- _Quoted text_:
Great Salt Lake Hydro Mapper

The Great Salt Lake is one of the largest saline lakes in the western hemisphere.

The lake and shoreline wetlands are a critical staging area along the North American Pacific Flyway. During peak migration, as many as 1.5 million shoreline birds have stopped at the lake. The Great Salt Lake also is an important economic driver, contributing approximately $1.3 billion to the Utah annual gross domestic product through aquaculture, recreation, and industrial activities such as mineral extraction and processing.

In 1959, a rock-fill railroad causeway was constructed across the middle of the Great Salt Lake. The construction of the causeway divided the lake into two parts; the north (Gunnison Bay) and the south (Gilbert Bay). Some water is conveyed through the causeway via engineered openings and the causeway material, depending on permeability. Because the south part of the lake receives almost all freshwater inflows, the salinity of Gunnison Bay is greater than the salinity of Gilbert Bay. Owing to its lower salinity, Gilbert Bay supports an ecosystem rich with brine shrimp and brine flies that attract millions of migratory birds and waterfowl as they travel the Central Flyway.

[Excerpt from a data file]
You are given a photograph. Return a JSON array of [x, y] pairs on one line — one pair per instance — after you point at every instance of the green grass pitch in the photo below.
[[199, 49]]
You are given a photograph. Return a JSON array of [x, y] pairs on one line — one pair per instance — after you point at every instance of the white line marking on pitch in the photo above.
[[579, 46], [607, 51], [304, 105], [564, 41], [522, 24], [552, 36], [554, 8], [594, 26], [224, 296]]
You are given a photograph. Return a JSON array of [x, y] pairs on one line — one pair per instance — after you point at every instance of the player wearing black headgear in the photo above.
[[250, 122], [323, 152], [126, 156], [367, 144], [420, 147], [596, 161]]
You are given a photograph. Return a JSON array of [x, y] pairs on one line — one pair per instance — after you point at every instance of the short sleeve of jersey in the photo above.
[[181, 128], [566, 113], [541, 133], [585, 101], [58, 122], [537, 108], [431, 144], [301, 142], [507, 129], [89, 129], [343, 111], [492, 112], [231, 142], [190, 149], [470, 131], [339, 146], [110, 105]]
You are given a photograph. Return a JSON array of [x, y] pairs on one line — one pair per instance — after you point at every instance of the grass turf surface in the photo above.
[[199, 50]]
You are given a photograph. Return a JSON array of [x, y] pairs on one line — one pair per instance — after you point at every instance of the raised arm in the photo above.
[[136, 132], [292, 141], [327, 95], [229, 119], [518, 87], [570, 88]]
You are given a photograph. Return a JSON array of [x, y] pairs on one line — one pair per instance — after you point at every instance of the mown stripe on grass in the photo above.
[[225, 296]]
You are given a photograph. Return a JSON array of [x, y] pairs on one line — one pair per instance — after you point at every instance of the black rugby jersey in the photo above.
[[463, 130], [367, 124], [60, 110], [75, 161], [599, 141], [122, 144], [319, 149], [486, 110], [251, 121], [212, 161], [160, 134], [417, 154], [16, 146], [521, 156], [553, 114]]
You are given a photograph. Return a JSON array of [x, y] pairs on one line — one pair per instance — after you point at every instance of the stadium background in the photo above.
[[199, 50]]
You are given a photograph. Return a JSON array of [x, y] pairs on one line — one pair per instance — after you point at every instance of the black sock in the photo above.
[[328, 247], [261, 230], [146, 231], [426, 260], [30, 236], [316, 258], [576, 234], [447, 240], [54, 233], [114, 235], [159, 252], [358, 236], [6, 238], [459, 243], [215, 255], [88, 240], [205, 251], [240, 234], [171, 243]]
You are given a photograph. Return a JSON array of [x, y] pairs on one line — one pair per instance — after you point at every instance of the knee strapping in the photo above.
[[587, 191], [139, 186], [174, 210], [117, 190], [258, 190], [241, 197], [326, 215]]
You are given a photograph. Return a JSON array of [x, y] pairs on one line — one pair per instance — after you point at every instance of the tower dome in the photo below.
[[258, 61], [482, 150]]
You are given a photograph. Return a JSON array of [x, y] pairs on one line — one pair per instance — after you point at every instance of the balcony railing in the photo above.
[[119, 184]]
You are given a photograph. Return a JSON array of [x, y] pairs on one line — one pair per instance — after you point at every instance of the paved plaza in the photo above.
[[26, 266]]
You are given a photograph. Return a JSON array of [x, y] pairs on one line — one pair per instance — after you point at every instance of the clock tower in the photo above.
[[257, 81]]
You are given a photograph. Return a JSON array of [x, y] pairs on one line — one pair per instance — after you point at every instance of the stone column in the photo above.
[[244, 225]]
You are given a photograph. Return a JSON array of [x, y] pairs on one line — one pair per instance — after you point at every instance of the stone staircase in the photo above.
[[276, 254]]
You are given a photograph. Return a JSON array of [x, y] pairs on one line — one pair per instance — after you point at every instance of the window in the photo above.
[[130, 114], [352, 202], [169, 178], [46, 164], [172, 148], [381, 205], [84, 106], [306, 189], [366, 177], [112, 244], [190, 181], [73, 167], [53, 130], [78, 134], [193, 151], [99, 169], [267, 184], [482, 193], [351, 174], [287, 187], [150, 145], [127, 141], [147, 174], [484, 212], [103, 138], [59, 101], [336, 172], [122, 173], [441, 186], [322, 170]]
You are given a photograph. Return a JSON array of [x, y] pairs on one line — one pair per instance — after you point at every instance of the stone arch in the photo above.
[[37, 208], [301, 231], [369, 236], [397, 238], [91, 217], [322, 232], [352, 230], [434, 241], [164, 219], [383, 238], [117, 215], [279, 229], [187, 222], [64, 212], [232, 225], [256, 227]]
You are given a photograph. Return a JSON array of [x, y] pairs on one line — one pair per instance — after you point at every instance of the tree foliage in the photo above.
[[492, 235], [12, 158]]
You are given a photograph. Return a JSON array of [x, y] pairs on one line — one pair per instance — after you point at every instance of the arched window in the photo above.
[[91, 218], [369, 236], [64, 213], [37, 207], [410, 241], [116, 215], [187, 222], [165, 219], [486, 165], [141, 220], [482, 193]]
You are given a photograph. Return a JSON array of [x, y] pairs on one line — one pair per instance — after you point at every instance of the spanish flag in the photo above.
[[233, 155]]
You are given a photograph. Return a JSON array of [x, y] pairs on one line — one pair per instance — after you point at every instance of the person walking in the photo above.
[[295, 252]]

- _Task set_:
**a)** According to the Great Salt Lake text, why is the salinity of Gunnison Bay greater than that of Gilbert Bay? Answer in one to three sentences.
**b)** Pick up the text on the Great Salt Lake after its final sentence and continue it.

- _Exercise answers_:
**a)** The salinity of Gunnison Bay is greater because the south part of the lake, Gilbert Bay, receives almost all freshwater inflows. The 1959 railroad causeway divided the lake into these two parts, and water passes between them only through engineered openings and the causeway material.

**b)**
Great Salt Lake and surrounding highways

This website provides easy access to three information resources for Great Salt Lake:

Salinity and Lake Levels

Graphs that show the relationship between salinity and lake level as well as satellite imagery of the changing lake surface area.

Water Data

Lake levels for the southern and northern arms of the lake and discharge for locations on major surface water inflows are included.

Great Salt Lake Basin Water Dashboard

Interactive map that provides real-time stream, lake and reservoir, and groundwater data for USGS observation stations. Weather and other hydrologic information can be added as layers to the map.

Lake Characteristics Matrix

The matrix below shows a summary of resource characteristics at different lake elevation levels. Areas shaded green indicate the lake level is beneficial; areas shaded orange indicate the lake level is adverse for the resource. The arrows under Current Conditions indicate if the impact on the resource is beneficial (up arrow) or adverse (down arrow). Information presented in the matrix is from the Final Great Salt Lake Comprehensive Management Plan and Record of Decision.

The current lake level is ft at the USGS Great Salt Lake at Saltair Boat Harbor gage.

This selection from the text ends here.